Scale the part of the listing that opens with its first line and closes with the line containing "xmin=119 ymin=0 xmax=207 ymax=200", both ends included, by writing those lines out again in full, requests and all. Multiply every box coordinate in the answers by 2.3 and round each to a whole number, with halves rounded up.

— start —

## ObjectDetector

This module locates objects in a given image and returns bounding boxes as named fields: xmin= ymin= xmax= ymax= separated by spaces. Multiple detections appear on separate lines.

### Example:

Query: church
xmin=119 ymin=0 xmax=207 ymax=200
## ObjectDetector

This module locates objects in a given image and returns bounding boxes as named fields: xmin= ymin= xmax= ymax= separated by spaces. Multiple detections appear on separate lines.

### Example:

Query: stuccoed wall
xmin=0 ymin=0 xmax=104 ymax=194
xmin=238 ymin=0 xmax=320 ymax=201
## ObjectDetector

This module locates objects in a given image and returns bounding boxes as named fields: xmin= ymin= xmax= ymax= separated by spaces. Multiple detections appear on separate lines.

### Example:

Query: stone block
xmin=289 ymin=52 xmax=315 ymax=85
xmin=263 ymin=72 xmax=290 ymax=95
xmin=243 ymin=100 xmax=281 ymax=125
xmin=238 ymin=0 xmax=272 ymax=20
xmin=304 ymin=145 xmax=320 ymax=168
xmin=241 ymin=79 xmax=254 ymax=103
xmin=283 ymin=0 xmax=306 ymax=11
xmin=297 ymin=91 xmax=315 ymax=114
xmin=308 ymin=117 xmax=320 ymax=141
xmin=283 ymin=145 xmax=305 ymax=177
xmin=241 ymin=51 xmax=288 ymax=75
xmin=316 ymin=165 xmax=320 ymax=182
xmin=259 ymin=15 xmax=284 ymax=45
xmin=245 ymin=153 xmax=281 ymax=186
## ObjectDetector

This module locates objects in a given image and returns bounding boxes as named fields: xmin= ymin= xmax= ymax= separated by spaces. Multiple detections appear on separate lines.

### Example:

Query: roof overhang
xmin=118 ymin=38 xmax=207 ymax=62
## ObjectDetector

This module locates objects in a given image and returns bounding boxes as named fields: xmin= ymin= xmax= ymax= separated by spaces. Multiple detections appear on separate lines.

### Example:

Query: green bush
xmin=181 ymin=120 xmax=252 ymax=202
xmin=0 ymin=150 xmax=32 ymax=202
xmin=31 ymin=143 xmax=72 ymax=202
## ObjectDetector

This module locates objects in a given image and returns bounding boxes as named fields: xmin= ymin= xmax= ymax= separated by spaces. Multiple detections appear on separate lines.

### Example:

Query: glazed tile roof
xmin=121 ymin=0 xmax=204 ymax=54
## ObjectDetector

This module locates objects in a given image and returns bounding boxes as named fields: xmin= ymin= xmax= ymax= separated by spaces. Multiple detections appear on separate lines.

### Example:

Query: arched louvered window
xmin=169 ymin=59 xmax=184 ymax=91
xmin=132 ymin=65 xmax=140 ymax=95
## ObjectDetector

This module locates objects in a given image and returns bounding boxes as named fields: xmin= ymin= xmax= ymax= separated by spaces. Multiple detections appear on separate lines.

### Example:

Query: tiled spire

— end —

#### COMPLETE ANSWER:
## ObjectDetector

This module locates objects in a given image and returns bounding boxes as named fields: xmin= ymin= xmax= ymax= separated by spaces. Multiple detections appear on separate lines.

### Example:

Query: church
xmin=274 ymin=0 xmax=476 ymax=460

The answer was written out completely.